— start Excerpt provided —

Top Chess Engine Championship, formerly known as Thoresen Chess Engines Competition (TCEC or nTCEC), is a computer chess tournament that has been run since 2010. It was organized, directed, and hosted by Martin Thoresen until the end of Season 6; from Season 7 onward it has been organized by Chessdom. It is often regarded as the Unofficial World Computer Chess Championship because of its strong participant line-up and long time-control matches on high-end hardware, giving rise to very high-class chess. The tournament has attracted nearly all the top engines compared to the World Computer Chess Championship.

After a short break in 2012, TCEC was restarted in early 2013 (as nTCEC) and is currently active (renamed as TCEC in early 2014) with 24/7 live broadcasts of chess matches on its website. 

Since season 5, TCEC has been sponsored by Chessdom Arena.

Overview

Basic structure of competition
The TCEC competition is divided into seasons, where each season happens over a course of a few months, with matches played round-the-clock and broadcast live over the internet. Each season is divided into several tournaments: a Leagues Season, a Cup, a Swiss tournament, a Fischer Random Chess tournament. Additionally, seasons contain various bonus contests, like the 'Viewer Submitted Opening Bonus'.

Prior to season 21, there was originally one tournament in each season. This tournament consisted of several qualifying stages and one "superfinal", and the winner of the superfinal is called the "TCEC Grand Champion" until the next season. Prior to season 11, the tournament used a cup format, while starting in Season 11, the tournament used a division system. Starting in season 13, there was also a cup tournament consisting of the top 32 engines in the main tournament, resulting in a 5-round single elimination tournament.

Engine settings/characteristics

Pondering is set to off. All engines run on mostly the same hardware and use the same opening book, which is set by the organizers and changed in every stage. Large pages are disabled, but access to various endgame tablebases is permitted. Engines are allowed updates between stages; if there is a critical play-limiting bug, they are also allowed to be updated once during the stage. In previous seasons, if an engine crashes 3 times in one event, it is disqualified to avoid distorting the results for the other engines; however starting in TCEC Season 20, an engine is allowed to crash as many times as possible without being disqualified from the current event; however, the engine will still be disqualified from future events unless the crash is fixed. TCEC generates an Elo rating list from the matches played during the tournament. An initial rating is given to any new participant based on its rating in other chess engine rating lists.

— end Excerpt provided —
— start Data shown —

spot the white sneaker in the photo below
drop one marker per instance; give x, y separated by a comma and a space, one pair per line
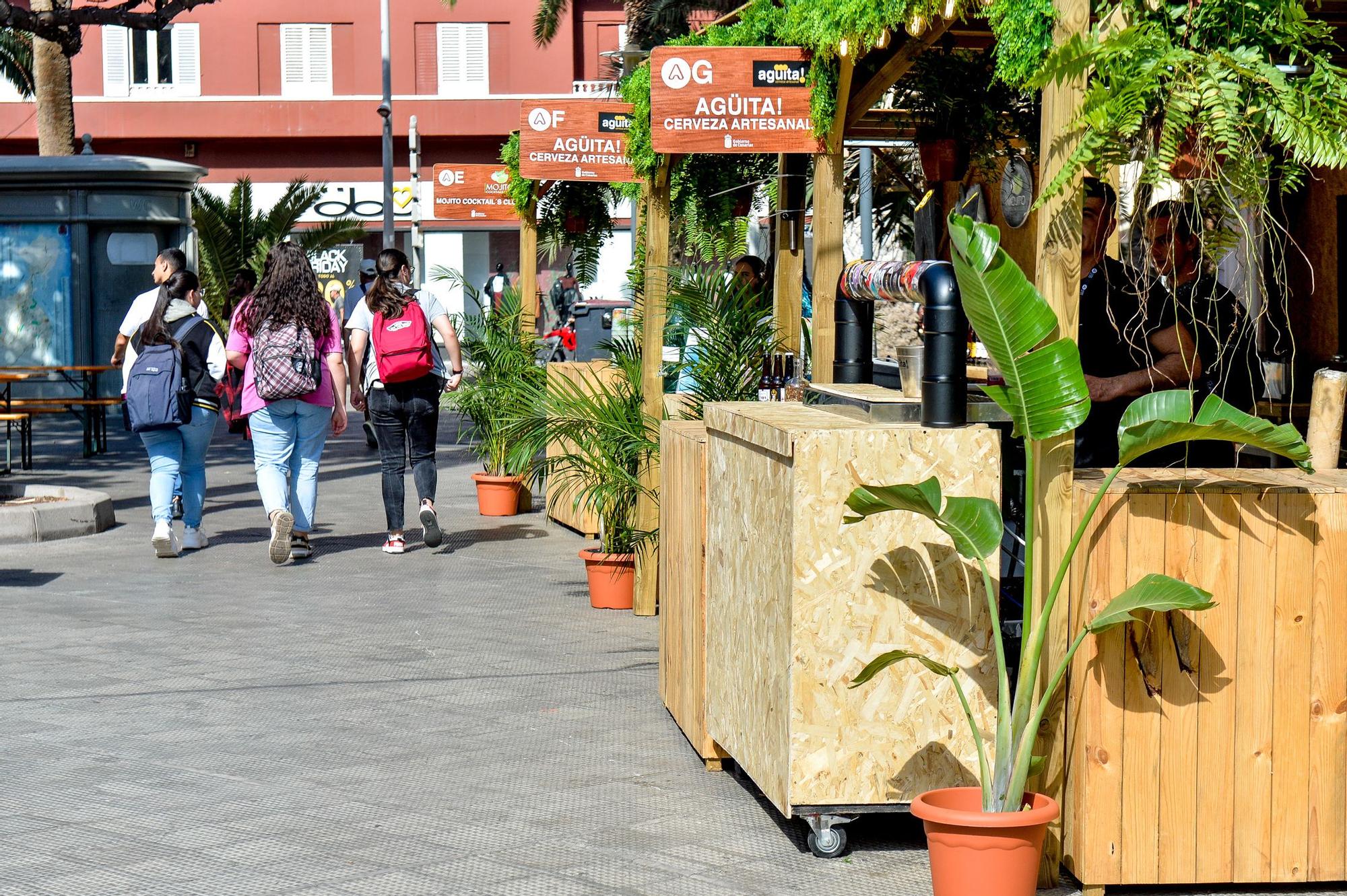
165, 541
281, 528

— end Data shown —

### What to work on:
1 – Answer each question from the passage on the Top Chess Engine Championship above.
(a) Who organized, directed, and hosted the competition until the end of Season 6?
(b) Since which season has TCEC been sponsored by Chessdom Arena?
(c) Starting in season 13, how many engines made up the cup tournament?
2 – Retype the passage on the Top Chess Engine Championship from "After a short" to "on its website.", keeping every word and punctuation mark unchanged.
3 – Based on the passage on the Top Chess Engine Championship, say whether each statement agrees with it. Answer yes or no, and quote the words that decide it.
(a) Pondering is turned on for engines during matches.
(b) Engines may use endgame tablebases.
(c) Before season 11, the tournament used a division system.

### Answers below:
1 –
(a) Martin Thoresen
(b) Season 5
(c) The top 32 engines in the main tournament

2 –
After a short break in 2012, TCEC was restarted in early 2013 (as nTCEC) and is currently active (renamed as TCEC in early 2014) with 24/7 live broadcasts of chess matches on its website.

3 –
(a) No: "Pondering is set to off."
(b) Yes: "access to various endgame tablebases is permitted"
(c) No: "Prior to season 11, the tournament used a cup format"